Things to do:
a. In the article on shellfish farmers, what is the name of the vessel where the G&B Shellfish Farm crewman sorts oysters from clams?
b. Output, word for word, the part of the article on shellfish farmers between "Story and photos" and "pandemic last spring.", inclusive.

Given passage:
Shellfish farmers stay afloat with innovation, financial aid

Story and photos by Judy Benson

A G&B Shellfish Farm crewman sorts oysters from clams aboard the Stasie Frances on June 10. The vessel was working natural shellfish beds offshore from Fairfield as part of the natural shellfish bed restoration project led by Connecticut Sea Grant and the Connecticut Department of Agriculture/Bureau of Aquaculture.
A G&B Shellfish Farm crewman sorts oysters from clams aboard the Stasie Frances on June 10. The vessel was working natural shellfish beds offshore from Fairfield as part of the natural shellfish bed restoration project led by Connecticut Sea Grant and the Connecticut Department of Agriculture/Bureau of Aquaculture.
Connecticut shellfish farmers endured the precipitous sales losses that nearly shut their businesses down during the early days of the pandemic last spring.

Now, as their normally slow winter season approaches, oyster growers like Dave Hopp, Steve Plant and Larry Fernandez are preparing to weather what could be even tougher months ahead, with fresh influxes of federal and state funding coming just when they’re going to be needing it most.

“We’ve got to get through this,” said Hopp of Bell’s Shellfish, a company he owns with his two grandsons that harvests oysters and clams from the waters of Long Island Sound offshore from Norwalk and Bridgeport.

For the first time this summer, Bell’s Shellfish and several other companies sold their oysters and clams directly to customers at outdoor markets and breweries. As colder temperatures descend, Hopp’s grandson Robert Norrholm is looking to do home deliveries of shellfish for the holidays.
“As of right now, we’re just keeping our heads above water,” he said. State and federal assistance they received has been critical.

Connecticut Cultured Oysters owner Steve Plant survived the near total loss of his restaurant sales by shucking and selling fresh oysters himself seven days a week at Ford’s Lobsters, a seasonal outdoor eatery next door to the Noank docks where he keeps his boats, along with income from his wife Jill’s farmers market sales.  While Jill Plant can continue selling at the indoor winter farmers market, the end of the outdoor dining season has Steve Plant hoping the modest rebound of wholesale restaurant orders he’s been seeing will continue. But he’s keenly aware a further surge in COVID cases could shut indoor dining again.

Supplied entries:
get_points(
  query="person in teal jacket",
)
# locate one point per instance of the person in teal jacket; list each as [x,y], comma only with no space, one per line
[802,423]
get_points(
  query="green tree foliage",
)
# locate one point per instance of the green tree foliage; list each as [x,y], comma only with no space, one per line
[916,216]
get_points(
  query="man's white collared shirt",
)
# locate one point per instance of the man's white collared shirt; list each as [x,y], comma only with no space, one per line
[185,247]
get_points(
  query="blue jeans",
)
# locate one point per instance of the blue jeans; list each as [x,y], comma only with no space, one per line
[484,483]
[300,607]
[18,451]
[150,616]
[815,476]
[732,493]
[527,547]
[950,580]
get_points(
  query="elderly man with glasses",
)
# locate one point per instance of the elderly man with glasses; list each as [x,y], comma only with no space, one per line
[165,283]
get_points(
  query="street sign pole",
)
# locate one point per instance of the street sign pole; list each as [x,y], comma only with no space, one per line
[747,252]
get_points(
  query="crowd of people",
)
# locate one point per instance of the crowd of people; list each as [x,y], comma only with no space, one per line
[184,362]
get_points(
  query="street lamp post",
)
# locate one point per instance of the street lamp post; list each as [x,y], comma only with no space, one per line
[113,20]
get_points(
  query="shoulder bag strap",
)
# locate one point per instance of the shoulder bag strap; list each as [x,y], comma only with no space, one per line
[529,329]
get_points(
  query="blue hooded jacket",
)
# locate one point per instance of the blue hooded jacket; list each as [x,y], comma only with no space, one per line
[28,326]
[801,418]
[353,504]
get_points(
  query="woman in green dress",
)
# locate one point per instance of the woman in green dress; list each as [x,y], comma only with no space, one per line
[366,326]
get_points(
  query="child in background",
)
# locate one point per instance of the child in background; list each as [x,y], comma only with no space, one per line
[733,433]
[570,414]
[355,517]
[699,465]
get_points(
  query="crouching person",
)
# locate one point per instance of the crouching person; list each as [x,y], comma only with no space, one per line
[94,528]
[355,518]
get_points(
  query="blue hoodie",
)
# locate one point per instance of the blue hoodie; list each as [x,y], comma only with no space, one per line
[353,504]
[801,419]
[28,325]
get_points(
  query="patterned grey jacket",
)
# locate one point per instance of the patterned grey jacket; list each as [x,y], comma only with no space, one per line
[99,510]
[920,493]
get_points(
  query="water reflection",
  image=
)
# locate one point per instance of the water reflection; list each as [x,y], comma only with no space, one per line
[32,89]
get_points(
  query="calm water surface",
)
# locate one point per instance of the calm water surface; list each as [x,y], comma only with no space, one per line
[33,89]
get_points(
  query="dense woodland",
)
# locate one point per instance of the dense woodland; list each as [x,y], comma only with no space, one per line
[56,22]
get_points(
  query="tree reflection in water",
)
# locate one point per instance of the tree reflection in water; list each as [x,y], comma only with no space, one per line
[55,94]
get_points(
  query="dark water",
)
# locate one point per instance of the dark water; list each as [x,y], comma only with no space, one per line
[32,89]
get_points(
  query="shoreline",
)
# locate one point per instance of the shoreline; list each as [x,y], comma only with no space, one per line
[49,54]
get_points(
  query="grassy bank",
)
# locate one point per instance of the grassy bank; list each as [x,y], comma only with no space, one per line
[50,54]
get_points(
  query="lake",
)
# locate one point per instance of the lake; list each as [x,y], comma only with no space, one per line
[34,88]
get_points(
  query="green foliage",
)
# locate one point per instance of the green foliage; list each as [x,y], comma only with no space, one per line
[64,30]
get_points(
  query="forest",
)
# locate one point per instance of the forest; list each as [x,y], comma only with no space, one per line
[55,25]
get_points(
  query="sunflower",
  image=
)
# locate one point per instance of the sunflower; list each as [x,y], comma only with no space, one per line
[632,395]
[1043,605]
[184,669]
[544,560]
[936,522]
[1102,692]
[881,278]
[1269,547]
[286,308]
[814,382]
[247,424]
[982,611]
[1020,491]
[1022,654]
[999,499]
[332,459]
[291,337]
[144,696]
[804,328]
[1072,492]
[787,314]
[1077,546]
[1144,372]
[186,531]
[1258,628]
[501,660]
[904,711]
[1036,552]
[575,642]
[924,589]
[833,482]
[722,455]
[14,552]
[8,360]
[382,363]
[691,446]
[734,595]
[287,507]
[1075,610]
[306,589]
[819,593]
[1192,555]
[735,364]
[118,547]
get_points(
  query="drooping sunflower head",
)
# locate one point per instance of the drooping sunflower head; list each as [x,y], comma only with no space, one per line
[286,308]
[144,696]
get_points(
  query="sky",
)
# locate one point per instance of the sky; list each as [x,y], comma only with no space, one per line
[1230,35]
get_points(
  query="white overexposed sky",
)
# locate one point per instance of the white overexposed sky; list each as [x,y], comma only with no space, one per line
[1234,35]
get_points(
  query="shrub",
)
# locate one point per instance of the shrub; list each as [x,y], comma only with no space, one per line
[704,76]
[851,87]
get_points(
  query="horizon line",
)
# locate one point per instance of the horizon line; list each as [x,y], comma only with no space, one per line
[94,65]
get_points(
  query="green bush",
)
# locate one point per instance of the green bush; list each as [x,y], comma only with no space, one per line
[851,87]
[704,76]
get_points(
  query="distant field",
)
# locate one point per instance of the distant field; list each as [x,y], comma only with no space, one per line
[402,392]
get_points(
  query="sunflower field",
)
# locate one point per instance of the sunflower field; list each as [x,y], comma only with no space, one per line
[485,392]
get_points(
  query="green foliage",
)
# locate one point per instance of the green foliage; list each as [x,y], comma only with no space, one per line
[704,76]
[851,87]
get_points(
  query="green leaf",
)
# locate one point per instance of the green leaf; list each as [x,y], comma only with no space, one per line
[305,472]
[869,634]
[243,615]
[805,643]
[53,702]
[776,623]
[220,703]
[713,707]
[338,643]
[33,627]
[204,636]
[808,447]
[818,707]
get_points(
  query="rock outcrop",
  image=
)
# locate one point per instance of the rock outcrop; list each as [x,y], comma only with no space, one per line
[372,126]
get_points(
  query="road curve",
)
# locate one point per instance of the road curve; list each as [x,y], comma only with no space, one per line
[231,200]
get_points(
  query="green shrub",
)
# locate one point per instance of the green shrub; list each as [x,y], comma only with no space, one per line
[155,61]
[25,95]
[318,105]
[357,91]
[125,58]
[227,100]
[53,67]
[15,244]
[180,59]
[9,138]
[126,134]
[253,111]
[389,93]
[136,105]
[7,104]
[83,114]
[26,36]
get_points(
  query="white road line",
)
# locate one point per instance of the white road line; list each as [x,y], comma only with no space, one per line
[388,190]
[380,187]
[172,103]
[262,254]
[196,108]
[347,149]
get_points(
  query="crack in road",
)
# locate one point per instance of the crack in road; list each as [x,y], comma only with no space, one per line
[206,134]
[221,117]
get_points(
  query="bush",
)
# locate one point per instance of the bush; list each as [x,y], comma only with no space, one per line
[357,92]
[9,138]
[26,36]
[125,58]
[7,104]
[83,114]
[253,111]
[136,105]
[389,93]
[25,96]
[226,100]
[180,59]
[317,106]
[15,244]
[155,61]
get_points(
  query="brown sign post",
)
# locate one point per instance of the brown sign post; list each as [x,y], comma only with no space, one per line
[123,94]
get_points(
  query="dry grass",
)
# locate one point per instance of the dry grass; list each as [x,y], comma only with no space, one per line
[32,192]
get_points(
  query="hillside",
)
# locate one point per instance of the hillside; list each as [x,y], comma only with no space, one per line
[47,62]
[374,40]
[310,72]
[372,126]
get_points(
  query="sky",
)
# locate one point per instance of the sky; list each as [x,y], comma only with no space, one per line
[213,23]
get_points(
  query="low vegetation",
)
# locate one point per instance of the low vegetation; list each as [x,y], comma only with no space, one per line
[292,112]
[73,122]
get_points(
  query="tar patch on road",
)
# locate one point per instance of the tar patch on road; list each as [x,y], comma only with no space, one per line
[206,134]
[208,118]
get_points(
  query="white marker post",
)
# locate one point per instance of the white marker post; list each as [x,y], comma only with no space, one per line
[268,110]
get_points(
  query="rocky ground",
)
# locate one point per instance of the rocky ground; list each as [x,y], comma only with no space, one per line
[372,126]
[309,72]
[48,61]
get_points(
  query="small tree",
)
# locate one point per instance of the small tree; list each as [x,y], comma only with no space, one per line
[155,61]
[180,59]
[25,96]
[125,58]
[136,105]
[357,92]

Answers for the tasks:
a. The Stasie Frances.

b.
Story and photos by Judy Benson

A G&B Shellfish Farm crewman sorts oysters from clams aboard the Stasie Frances on June 10. The vessel was working natural shellfish beds offshore from Fairfield as part of the natural shellfish bed restoration project led by Connecticut Sea Grant and the Connecticut Department of Agriculture/Bureau of Aquaculture.
A G&B Shellfish Farm crewman sorts oysters from clams aboard the Stasie Frances on June 10. The vessel was working natural shellfish beds offshore from Fairfield as part of the natural shellfish bed restoration project led by Connecticut Sea Grant and the Connecticut Department of Agriculture/Bureau of Aquaculture.
Connecticut shellfish farmers endured the precipitous sales losses that nearly shut their businesses down during the early days of the pandemic last spring.